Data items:
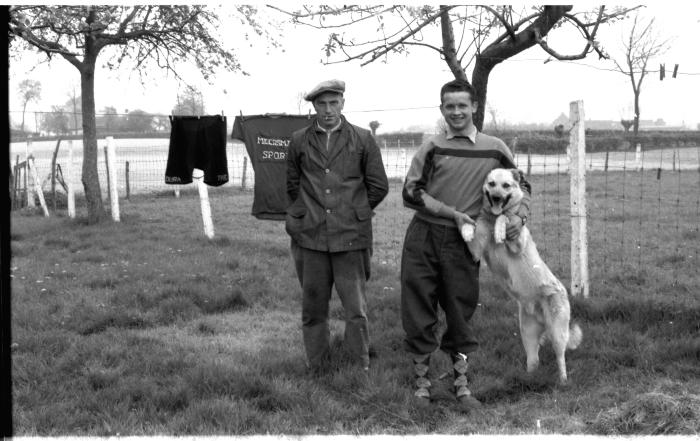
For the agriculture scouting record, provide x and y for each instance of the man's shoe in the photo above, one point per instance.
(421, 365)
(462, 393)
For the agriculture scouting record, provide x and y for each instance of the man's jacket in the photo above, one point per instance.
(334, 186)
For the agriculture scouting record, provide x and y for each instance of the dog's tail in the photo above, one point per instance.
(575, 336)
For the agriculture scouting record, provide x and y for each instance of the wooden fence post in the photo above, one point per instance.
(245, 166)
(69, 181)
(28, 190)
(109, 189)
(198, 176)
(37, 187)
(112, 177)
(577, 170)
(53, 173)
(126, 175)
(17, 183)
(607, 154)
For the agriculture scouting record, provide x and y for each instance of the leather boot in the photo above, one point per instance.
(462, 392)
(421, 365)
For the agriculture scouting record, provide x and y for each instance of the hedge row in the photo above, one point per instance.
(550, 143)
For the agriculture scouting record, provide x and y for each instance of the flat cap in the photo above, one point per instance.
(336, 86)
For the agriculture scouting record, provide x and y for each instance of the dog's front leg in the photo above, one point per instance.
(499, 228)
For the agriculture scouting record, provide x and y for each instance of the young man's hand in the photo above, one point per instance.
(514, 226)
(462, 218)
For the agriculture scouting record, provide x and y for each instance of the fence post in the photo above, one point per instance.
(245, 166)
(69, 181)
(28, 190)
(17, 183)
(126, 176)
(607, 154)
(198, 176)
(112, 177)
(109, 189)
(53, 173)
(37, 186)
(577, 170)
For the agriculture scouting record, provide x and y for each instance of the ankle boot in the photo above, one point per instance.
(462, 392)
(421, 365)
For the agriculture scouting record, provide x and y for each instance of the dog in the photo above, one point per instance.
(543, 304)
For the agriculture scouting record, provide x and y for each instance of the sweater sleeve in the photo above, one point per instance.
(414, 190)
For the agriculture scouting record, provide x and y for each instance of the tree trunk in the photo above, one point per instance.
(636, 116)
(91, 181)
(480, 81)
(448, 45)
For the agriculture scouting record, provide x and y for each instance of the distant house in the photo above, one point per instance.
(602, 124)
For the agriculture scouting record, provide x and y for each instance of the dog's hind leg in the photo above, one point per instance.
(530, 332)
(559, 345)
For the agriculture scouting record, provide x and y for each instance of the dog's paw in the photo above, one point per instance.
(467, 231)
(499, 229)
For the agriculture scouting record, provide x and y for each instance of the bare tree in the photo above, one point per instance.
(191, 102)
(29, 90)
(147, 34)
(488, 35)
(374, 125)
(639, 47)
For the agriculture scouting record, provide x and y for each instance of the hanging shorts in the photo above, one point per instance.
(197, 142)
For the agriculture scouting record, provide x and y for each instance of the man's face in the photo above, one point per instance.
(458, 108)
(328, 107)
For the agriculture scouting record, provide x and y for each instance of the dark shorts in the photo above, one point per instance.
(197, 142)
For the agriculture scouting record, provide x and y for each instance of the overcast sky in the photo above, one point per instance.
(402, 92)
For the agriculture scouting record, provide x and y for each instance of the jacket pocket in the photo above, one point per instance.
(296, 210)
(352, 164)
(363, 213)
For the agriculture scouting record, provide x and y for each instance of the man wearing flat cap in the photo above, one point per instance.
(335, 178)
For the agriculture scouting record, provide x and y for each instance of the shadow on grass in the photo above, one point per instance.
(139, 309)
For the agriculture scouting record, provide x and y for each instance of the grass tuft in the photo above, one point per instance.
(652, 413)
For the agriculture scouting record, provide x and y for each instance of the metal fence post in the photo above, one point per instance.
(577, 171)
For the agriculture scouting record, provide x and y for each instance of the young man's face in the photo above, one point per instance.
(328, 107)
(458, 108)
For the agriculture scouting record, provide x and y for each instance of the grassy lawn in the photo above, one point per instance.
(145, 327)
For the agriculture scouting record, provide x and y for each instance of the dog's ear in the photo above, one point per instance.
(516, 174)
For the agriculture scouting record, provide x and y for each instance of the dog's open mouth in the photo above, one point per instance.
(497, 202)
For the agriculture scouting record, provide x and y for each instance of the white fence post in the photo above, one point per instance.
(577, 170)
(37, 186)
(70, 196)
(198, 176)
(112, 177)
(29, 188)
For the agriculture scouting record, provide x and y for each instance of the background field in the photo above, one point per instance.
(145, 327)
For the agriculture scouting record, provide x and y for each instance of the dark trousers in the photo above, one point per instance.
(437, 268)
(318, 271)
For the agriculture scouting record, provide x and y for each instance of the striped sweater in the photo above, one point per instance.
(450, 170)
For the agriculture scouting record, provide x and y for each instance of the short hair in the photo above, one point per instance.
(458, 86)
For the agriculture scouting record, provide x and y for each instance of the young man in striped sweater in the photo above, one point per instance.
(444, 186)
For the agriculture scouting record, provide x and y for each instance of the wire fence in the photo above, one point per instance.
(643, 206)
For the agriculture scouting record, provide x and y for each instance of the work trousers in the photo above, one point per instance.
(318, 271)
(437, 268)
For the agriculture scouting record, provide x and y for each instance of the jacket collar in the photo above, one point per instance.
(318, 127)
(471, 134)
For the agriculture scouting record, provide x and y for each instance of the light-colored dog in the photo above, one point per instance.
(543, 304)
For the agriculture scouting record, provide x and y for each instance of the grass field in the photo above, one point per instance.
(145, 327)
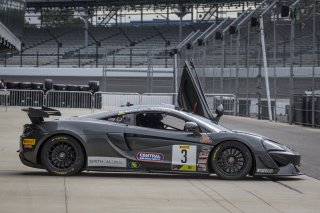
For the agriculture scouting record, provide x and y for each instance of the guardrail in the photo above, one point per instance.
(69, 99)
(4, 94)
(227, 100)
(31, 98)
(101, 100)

Work required:
A faithful copy of all the data above is required, printed exactly and with no pictures.

Task output:
For the agriculture scouting record, provide x and y for each instance of the man's shoe in the photo above, one point per instance.
(421, 365)
(462, 393)
For the agriculture scouting record, provide x and y for each instance of the man's jacket in the photo above, one point per instance.
(334, 186)
For the agriculture scouting record, provide x and y for each instance of the dog's tail in the photo above, one point per instance.
(575, 336)
For the agriculture scouting record, provide x and y for each instance of the wooden fence post in the photo above, one point per instance.
(245, 166)
(69, 181)
(28, 190)
(109, 189)
(198, 176)
(37, 187)
(112, 177)
(577, 170)
(53, 173)
(126, 175)
(17, 183)
(607, 154)
For the agriculture scouting record, provide x and y for each instance of the leather boot in the photo above, one point per instance.
(462, 392)
(421, 365)
For the agriculture scouting record, provide x and y for each instance of the hedge row in the photo above, one point per instance.
(550, 143)
For the agriculture scouting record, provide x and y for each instance of the flat cap in the photo above, one point per instance.
(336, 86)
For the agriculture scouting record, provide x and y for each instance of the dog's front leg in the photo above, one point per instance.
(499, 228)
For the agriculture scouting record, provide x and y for each instance of the young man's hand in the photo above, one point per instance.
(514, 226)
(462, 218)
For the agriculture scouting record, provide x and y for each instance of the fence post in the photo above, one point per instance.
(245, 166)
(69, 181)
(28, 190)
(17, 183)
(126, 176)
(607, 154)
(198, 176)
(112, 177)
(109, 189)
(53, 173)
(37, 186)
(577, 170)
For the agriculture scouting record, provide x and y for each instance of the ankle boot in the photo above, one point per instance.
(462, 392)
(421, 365)
For the agriculture scouting record, provide x and y for each instance of the dog in the photo above, one point per instance.
(543, 304)
For the agriculture scouting record, provide x and y for each instance of the sweater sleeve in the photo above, one point per instance.
(414, 190)
For the agriculture scouting record, provide x and y for each instance of the tree trunk in the photo above, one point per instance.
(636, 116)
(91, 181)
(480, 81)
(448, 45)
For the agriculture scouting record, provide x and y for each instance of the distant house in the photo above, one point per instance.
(602, 124)
For the agriculture scouting record, provide x and y for each instance of the dog's hind leg in the photo above, one point per instance.
(530, 332)
(559, 345)
For the agriculture scouting record, provide x and y for each instance of the dog's paw in the photo above, one point per instance.
(467, 231)
(499, 229)
For the agriculture scouting record, provide x and y for each instance of the bare tree in the photo above, one point per instance.
(191, 102)
(29, 90)
(147, 34)
(488, 35)
(374, 125)
(639, 47)
For the agriculture scouting record, provide x and y for each instance of the hanging shorts in the photo above, one point per instance.
(197, 142)
For the agriculture scouting record, provide x and y for each instance of the man's face in the photo above, one point per instance.
(458, 108)
(328, 107)
For the agriculture scouting record, provide x and y for each instance of the dark shorts in the photo above, one point per instance.
(197, 142)
For the agriculture scouting record, provide x and y for each instance of the overcast sky in the photo above, one point per instance.
(402, 92)
For the agriculture scouting record, provide x and y for each instance of the jacket pocket in the photo above, one point per instance.
(296, 210)
(352, 164)
(363, 213)
For the agriculture scouting record, provide x and y for each instance of the man wearing flat cap in the photo above, one point per instance.
(335, 178)
For the agriculture scouting record, provide x and y for each instance of the shadow on grass in the photo above, one point per instance.
(139, 309)
For the agriculture scouting record, provide x and y for each instance of the grass tuft in the photo above, one point per instance.
(652, 413)
For the agriculture scouting record, provide x and y for each instance of the metal fence post in the photo above, one point per instance.
(577, 171)
For the agriculture scouting record, provide x and y for each instance of the young man's face in the photo above, one point per instance.
(328, 107)
(458, 108)
For the agriculture scouting record, provide x and y for each instance of the grassy lawn in the photo above, one point per instance.
(145, 327)
For the agriculture scouting record, provide x and y for each instance of the dog's ear in the photo above, one point per instance.
(516, 174)
For the agriculture scouting record, provide x and y for each instance of the dog's open mouth in the photo above, one point per instance.
(497, 202)
For the agriculture scouting record, provide x and y for each instance of the white fence post in the photo above, one point per instance.
(577, 170)
(37, 186)
(70, 196)
(198, 176)
(112, 177)
(29, 188)
For the agriculture scouting record, provide x and y for each instance of the background field in the photo above, one point per instance.
(145, 327)
For the agriculture scouting record, provide x and y for each instance of the dark trousers in the photo above, one point per instance.
(437, 268)
(318, 271)
For the agriculture scouting record, provide x and y for each instance of the striped sweater in the photo above, one point per instance.
(450, 170)
For the agriculture scouting record, provide x and y for each instance of the short hair in the photo above, one point per instance.
(458, 86)
For the agriculture scouting record, provide x and y for each instance of the young man in striped sweater in the photo above, one point per instance.
(444, 186)
For the agriculture scouting record, provide x and y for each instance of the wire fence in the photo above, one point per instance.
(643, 206)
For the agriculture scouting record, provide x and y for each instance of the work trousers in the photo above, one point per instance.
(318, 271)
(437, 268)
For the agriculture scouting record, provide x and y for each instance of the jacket collar in the photo above, one point per instance.
(318, 127)
(471, 134)
For the agriculture scouting record, provide x and y for each instance of the light-colored dog in the photo above, one point per instance.
(543, 304)
For the agriculture scouting record, provide x and y for each instance of the grass field in the photo above, one point per instance.
(145, 327)
For the agriculture scouting record, provide x and y for each instance of the guardrail in the photo above, one point per instance.
(69, 99)
(4, 94)
(227, 100)
(31, 98)
(101, 100)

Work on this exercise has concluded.